→ **Quoted passage**:
Lawrence v. Peters

 
UNITED STATES COURT OF APPEALS


FOR THE TENTH CIRCUIT







THOMAS R. LAWRENCE,

Plaintiff-Appellant,

v.

ALAN J. PETERS; BRENDA TAYLOR; LARRY POZNER,

Defendants-Appellees.




No. 99-1448


(D.C. No. 98-D-1401)


(D. Colo.)




ORDER AND JUDGMENT(*)




Before KELLY, McKAY, and
HENRY, Circuit Judges.




After examining the briefs and appellate record, this panel has determined
unanimously that oral argument would not materially assist the determination of
this appeal. See Fed. R. App. P. 34(a)(2); 10th Cir. R. 34.1(G). The
case is therefore ordered submitted without oral argument.

→ **Task requirements**:
- 1) In the Lawrence v. Peters order, which circuit judges were on the panel?
- 2) Return everything from "After examining the" down to "without oral argument." in the Lawrence v. Peters order.
- 3) Say whether each statement agrees with the Lawrence v. Peters order. Answer yes or no, and quote the words that decide it.
(a) The appeal was heard with oral argument.
(b) The case came up from the District of Colorado.
(c) The panel was unanimous about oral argument.

→ **Material shown**:

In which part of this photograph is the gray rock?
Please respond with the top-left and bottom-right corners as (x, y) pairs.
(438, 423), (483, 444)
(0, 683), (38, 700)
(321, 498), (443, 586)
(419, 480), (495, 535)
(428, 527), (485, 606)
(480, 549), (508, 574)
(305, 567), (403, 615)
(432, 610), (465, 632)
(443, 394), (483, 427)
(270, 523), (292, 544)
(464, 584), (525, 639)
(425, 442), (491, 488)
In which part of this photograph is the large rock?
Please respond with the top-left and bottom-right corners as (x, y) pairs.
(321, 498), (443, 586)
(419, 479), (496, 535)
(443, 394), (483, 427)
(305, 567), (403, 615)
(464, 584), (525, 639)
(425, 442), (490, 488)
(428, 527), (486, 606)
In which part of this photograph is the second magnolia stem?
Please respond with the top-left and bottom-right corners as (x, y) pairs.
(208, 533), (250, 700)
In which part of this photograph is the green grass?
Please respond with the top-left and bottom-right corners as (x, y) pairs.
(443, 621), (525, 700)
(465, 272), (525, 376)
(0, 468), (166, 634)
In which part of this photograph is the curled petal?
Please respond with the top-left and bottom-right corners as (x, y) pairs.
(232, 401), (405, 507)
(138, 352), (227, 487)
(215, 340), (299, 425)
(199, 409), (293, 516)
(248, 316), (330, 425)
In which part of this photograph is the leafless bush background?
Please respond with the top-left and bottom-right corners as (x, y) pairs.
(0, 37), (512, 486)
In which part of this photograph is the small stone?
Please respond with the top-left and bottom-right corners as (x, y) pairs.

* * *

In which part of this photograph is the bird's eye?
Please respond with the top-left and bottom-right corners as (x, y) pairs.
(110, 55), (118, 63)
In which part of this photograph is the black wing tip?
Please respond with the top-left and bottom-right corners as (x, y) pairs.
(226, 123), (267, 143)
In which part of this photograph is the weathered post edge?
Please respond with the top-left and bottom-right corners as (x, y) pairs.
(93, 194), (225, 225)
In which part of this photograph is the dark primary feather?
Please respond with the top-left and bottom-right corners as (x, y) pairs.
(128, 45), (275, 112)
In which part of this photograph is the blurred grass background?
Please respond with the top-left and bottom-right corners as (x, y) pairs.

→ **Answers to each task**:
- 1) Kelly, McKay, and Henry.

- 2)
After examining the briefs and appellate record, this panel has determined
unanimously that oral argument would not materially assist the determination of
this appeal. See Fed. R. App. P. 34(a)(2); 10th Cir. R. 34.1(G). The
case is therefore ordered submitted without oral argument.

- 3)
(a) No: "The case is therefore ordered submitted without oral argument."
(b) Yes: "(D. Colo.)"
(c) Yes: "this panel has determined unanimously that oral argument would not materially assist the determination of this appeal."